> **Set problem**: Copy the data below word for word, from the line containing "In this photo, point at the eyeglasses, one" through the last line of the data.

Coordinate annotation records
----------

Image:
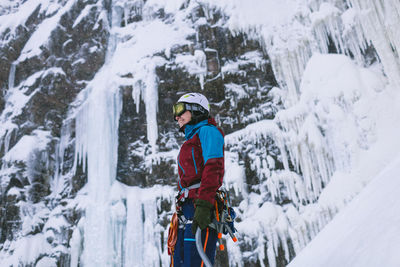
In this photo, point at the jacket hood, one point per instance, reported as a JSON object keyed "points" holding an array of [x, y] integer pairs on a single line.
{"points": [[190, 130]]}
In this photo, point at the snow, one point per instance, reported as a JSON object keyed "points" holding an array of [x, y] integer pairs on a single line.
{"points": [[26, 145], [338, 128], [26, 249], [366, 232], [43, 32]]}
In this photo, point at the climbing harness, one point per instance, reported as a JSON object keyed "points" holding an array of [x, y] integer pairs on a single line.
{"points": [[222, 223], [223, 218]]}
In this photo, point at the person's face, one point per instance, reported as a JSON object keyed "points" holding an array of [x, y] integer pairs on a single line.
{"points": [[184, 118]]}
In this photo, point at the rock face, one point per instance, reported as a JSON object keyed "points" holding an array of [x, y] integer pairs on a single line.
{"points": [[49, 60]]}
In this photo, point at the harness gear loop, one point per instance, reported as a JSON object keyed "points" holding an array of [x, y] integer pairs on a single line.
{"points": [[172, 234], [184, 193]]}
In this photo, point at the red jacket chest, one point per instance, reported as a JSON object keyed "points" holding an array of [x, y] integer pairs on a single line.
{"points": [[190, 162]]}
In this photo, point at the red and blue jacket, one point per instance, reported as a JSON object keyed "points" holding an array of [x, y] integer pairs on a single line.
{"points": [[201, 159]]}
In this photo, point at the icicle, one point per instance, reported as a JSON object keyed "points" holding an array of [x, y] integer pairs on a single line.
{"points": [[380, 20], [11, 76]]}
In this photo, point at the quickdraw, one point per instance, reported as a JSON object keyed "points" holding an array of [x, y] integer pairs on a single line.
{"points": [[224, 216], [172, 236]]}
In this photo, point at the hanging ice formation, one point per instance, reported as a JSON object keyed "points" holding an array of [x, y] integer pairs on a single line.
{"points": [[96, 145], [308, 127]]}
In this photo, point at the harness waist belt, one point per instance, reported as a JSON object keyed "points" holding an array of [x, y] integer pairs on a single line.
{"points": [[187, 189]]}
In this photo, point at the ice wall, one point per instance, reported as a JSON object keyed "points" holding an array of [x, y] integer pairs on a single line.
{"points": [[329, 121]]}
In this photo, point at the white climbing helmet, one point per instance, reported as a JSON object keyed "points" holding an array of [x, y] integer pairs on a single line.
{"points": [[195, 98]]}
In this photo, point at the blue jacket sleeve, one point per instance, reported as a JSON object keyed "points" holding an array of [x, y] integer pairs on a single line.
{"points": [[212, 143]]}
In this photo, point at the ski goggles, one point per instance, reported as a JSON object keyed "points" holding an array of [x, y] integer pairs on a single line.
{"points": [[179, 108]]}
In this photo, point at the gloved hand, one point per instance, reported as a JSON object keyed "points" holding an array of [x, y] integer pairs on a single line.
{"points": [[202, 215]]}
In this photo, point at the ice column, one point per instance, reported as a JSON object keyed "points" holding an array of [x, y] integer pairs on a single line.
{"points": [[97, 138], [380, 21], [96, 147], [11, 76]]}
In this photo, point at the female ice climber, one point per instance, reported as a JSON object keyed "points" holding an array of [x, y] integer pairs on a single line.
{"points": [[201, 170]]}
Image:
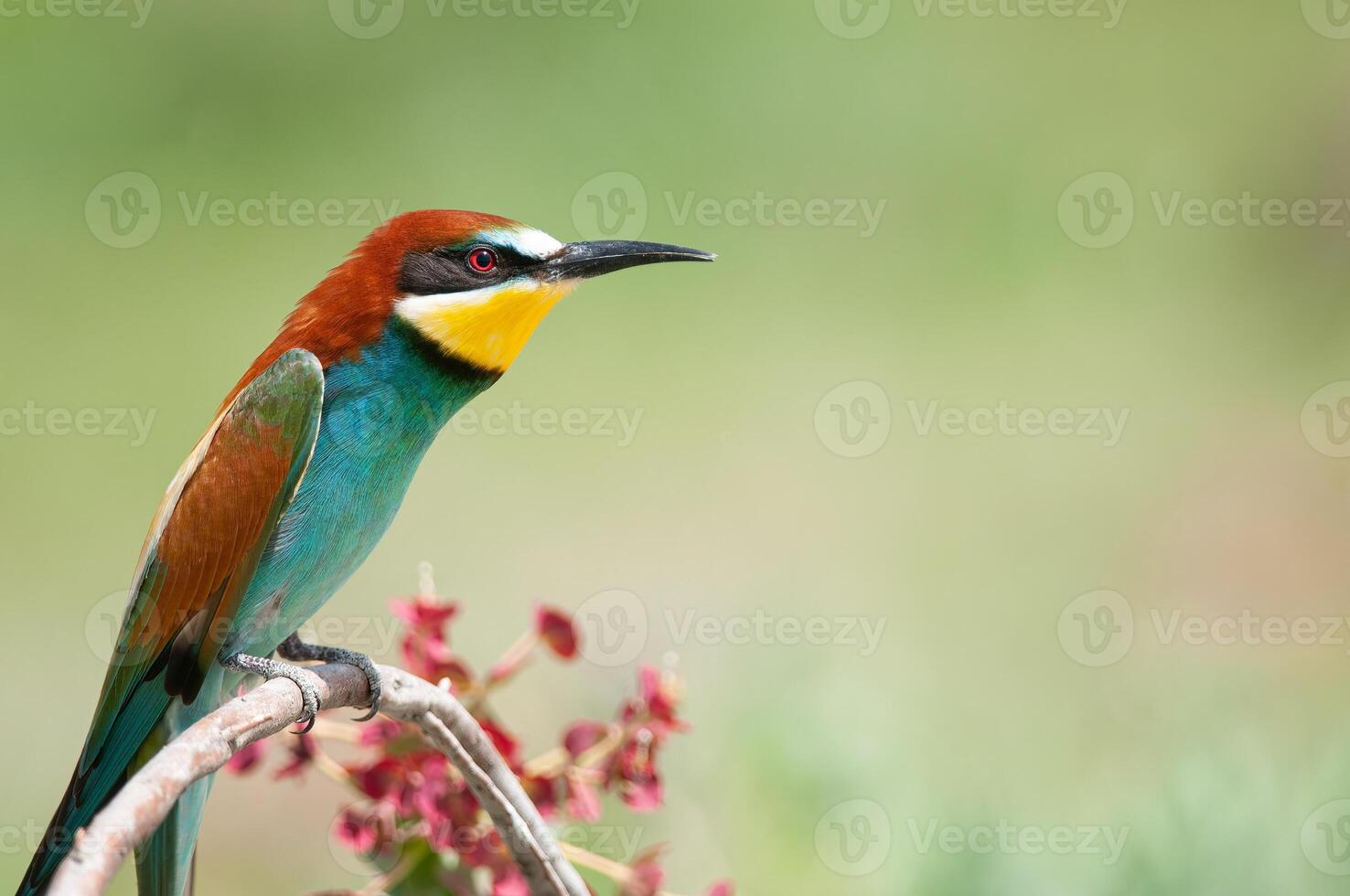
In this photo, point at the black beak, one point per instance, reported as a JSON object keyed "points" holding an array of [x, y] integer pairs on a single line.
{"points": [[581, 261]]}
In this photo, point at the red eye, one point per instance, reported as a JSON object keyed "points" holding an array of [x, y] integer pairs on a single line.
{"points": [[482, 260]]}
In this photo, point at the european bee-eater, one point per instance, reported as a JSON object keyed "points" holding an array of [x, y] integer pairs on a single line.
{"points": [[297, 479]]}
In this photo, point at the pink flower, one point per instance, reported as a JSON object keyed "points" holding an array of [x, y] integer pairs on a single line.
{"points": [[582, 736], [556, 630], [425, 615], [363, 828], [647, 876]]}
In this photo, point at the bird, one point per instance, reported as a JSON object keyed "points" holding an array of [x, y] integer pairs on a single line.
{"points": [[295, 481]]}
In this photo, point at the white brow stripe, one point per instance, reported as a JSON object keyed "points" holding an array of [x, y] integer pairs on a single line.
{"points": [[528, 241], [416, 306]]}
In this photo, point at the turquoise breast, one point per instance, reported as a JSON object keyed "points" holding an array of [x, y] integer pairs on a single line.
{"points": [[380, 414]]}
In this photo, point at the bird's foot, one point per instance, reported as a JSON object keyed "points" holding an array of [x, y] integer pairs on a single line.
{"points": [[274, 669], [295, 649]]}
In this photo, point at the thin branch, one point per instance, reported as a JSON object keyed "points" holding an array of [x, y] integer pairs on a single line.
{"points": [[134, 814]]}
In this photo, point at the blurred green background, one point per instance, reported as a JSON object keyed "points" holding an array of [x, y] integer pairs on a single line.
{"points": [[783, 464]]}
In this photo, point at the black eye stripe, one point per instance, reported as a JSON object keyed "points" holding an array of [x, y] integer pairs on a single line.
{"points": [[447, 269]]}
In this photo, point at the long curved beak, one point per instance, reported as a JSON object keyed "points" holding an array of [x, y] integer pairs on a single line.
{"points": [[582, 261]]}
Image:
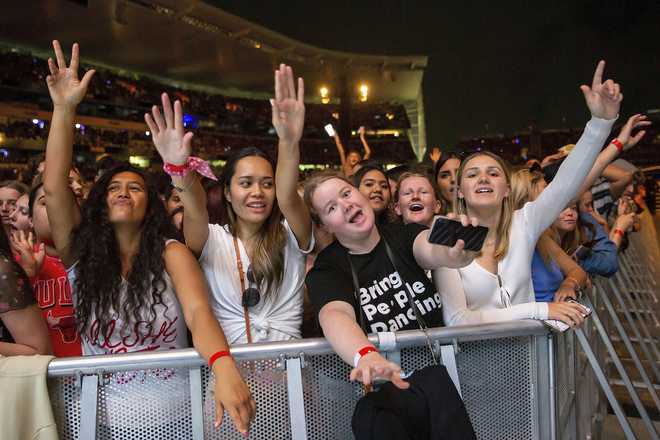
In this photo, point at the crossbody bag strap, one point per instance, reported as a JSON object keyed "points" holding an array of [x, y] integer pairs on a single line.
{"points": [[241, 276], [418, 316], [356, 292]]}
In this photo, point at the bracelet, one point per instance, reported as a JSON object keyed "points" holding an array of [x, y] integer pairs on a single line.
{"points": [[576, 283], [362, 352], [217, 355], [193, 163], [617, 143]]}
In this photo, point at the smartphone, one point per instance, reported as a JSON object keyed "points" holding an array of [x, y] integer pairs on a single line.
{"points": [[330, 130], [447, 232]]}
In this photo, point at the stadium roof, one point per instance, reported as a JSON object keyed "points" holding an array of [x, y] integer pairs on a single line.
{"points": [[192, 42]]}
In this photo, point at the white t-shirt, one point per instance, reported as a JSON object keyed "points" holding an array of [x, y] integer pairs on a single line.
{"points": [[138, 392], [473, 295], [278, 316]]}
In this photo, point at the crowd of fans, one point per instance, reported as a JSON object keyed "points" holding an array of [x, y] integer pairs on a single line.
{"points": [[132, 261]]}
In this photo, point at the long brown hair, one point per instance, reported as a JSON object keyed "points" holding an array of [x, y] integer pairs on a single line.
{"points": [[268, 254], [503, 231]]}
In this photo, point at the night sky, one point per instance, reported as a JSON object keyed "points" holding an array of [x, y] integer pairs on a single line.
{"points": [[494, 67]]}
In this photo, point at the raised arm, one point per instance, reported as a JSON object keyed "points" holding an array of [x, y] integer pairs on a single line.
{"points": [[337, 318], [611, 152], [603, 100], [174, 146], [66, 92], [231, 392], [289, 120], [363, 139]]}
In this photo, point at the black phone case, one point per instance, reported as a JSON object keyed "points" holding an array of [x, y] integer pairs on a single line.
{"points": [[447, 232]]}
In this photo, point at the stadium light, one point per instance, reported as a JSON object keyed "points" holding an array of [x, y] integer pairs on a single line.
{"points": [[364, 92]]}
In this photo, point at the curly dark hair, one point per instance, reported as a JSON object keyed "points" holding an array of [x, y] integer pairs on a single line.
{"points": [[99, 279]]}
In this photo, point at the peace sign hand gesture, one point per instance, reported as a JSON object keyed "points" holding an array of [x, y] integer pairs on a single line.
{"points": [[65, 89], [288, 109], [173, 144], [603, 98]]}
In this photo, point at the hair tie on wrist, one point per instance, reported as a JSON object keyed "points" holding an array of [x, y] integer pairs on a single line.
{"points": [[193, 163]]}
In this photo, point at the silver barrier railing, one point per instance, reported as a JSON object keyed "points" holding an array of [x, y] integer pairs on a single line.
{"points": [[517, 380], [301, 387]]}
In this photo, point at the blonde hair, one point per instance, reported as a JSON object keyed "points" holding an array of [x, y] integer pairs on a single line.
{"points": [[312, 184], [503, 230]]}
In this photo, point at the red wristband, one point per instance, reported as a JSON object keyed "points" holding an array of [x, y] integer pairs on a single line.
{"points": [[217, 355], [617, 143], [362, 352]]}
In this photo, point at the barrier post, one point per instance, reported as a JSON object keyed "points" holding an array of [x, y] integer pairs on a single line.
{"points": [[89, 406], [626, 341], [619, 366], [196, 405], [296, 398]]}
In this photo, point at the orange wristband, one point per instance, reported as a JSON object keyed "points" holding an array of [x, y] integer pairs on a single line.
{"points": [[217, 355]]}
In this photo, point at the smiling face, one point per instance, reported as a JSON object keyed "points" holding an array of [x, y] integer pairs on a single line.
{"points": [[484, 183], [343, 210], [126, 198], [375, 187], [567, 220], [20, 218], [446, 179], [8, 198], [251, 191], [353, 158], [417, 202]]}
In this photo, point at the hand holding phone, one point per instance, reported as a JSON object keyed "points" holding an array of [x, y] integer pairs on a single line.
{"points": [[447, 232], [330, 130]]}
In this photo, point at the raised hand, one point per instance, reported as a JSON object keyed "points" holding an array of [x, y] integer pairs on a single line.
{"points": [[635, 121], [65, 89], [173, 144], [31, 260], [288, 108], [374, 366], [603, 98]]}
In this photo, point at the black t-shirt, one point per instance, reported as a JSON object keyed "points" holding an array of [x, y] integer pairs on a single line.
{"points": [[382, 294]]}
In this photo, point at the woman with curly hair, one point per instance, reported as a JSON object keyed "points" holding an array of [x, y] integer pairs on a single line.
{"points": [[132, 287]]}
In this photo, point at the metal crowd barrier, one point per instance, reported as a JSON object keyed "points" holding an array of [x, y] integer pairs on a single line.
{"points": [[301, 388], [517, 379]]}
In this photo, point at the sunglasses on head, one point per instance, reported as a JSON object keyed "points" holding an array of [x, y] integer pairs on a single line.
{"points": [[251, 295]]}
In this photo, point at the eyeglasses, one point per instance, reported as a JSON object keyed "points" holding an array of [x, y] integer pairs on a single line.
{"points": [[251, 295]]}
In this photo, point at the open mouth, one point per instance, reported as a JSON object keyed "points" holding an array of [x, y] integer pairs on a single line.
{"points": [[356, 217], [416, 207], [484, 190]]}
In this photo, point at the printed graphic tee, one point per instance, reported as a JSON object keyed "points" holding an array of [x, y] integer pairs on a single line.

----------

> **Exercise output**:
In this photo, point at the eyeglasses, one point per instance, reported as a JSON object keyed "points" holding an array of [x, y] integer pairs on a single line.
{"points": [[251, 295]]}
In this photo, point at the open mouth, one point per instance, reported as a JSON object keyed "points" holding an array of [x, y] integer pairs on a single line.
{"points": [[356, 217], [416, 207], [484, 190]]}
In this photo, point at the printed graphic tee, one point per instance, reported as a JSON object keyed "points" holding an array of [x, y] integer pairs on a single line.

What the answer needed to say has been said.